• _Brief_:
Are you able to quote each entry exactly as written?

-- start Supplied information --

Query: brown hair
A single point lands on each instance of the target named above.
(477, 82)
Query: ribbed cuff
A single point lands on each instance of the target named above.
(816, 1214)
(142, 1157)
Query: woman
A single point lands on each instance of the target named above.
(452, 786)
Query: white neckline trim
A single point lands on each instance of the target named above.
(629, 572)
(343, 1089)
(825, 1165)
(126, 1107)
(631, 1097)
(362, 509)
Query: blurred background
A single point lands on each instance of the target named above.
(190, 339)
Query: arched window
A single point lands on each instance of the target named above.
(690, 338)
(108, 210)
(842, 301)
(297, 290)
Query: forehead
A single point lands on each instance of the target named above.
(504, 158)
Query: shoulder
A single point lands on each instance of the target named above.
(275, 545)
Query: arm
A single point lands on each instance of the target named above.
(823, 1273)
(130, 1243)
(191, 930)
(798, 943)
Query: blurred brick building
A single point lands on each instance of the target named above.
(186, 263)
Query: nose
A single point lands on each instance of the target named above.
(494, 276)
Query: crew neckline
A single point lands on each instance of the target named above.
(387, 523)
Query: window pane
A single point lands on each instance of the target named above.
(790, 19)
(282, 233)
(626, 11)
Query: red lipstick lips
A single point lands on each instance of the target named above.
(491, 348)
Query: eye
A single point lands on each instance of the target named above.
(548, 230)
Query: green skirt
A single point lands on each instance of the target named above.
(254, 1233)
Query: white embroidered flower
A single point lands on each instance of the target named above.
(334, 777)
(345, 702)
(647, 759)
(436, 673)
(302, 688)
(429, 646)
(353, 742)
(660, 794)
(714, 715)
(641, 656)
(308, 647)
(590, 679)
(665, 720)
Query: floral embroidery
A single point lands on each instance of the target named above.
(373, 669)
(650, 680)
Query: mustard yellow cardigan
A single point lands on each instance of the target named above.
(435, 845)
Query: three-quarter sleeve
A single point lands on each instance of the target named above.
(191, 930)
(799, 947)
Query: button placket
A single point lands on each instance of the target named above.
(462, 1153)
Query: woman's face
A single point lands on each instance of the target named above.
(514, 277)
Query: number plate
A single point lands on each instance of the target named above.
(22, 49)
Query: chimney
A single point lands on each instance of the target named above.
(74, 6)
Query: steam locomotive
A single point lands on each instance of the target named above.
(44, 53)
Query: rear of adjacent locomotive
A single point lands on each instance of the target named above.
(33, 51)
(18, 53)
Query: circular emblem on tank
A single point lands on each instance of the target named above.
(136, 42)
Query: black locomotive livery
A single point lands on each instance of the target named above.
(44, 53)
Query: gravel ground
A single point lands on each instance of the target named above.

-- end Supplied information --

• _Complete answer_:
Query: brown hair
A single point lands on each instance of the target named above.
(477, 82)
Query: ribbed cuff
A single point lands on each instance of the target named above.
(816, 1214)
(142, 1157)
Query: woman
A single point lands on each instance of the target named above.
(452, 786)
Query: white neckline trim
A single point lands on each instance of the target named above.
(629, 572)
(343, 1089)
(825, 1165)
(126, 1107)
(631, 1097)
(362, 509)
Query: blurred background
A single point lands on each instance of the target named above.
(190, 339)
Query: arched window
A single point lands on each instance of the target named above.
(690, 338)
(108, 210)
(842, 301)
(297, 290)
Query: forehead
A single point lands on each instance of the target named above.
(504, 158)
Query: shoulder
A single point lands on each instance of the target named above.
(275, 545)
Query: arm
A single point lands on each instance of the target named above.
(823, 1273)
(130, 1243)
(191, 930)
(798, 943)
Query: blurred brick building
A single point lands on each instance of the target named above.
(186, 263)
Query: nose
A single point lands on each instance of the target named above.
(494, 276)
Query: crew neckline
A single point lands on each instance of the target named above.
(387, 523)
Query: window pane
A single point lands on each instance of the target named above.
(790, 19)
(282, 233)
(626, 11)
Query: red lipstick lips
A single point lands on each instance of the target named above.
(491, 348)
Query: eye
A single point lands on each instance of the target named above.
(548, 230)
Query: green skirt
A single point lands on each instance of the target named above.
(254, 1233)
Query: white embroidered flower
A single point lands on each instance of the target named above.
(334, 777)
(345, 702)
(647, 759)
(436, 673)
(302, 688)
(429, 646)
(353, 742)
(660, 794)
(714, 715)
(641, 656)
(308, 647)
(590, 679)
(665, 720)
Query: floral embroidery
A single point lands on each instance of the target named above.
(373, 669)
(650, 680)
Query: mustard yellow cardigan
A single point lands on each instance of the target named above.
(435, 845)
Query: three-quarter sleeve
A single point lands on each instance of the target named above.
(191, 930)
(799, 947)
Query: button placket
A single point lands on each instance of the target named above.
(462, 1153)
Query: woman's face
A single point lands on each instance of the target named above.
(514, 277)
Query: number plate
A single point lands on each instance of the target named above.
(22, 49)
Query: chimney
A single point lands on each instance of the target named above.
(74, 6)
Query: steam locomotive
A single point lands on each instance of the target named above.
(44, 53)
Query: rear of adjacent locomotive
A single point lands on each instance of the target named above.
(33, 51)
(18, 53)
Query: circular emblem on tank
A single point lands on each instance of the target named above.
(136, 42)
Query: black locomotive livery
A single point lands on each instance of the target named above.
(44, 53)
Query: gravel ground
A single point lands on each instance of the target named above.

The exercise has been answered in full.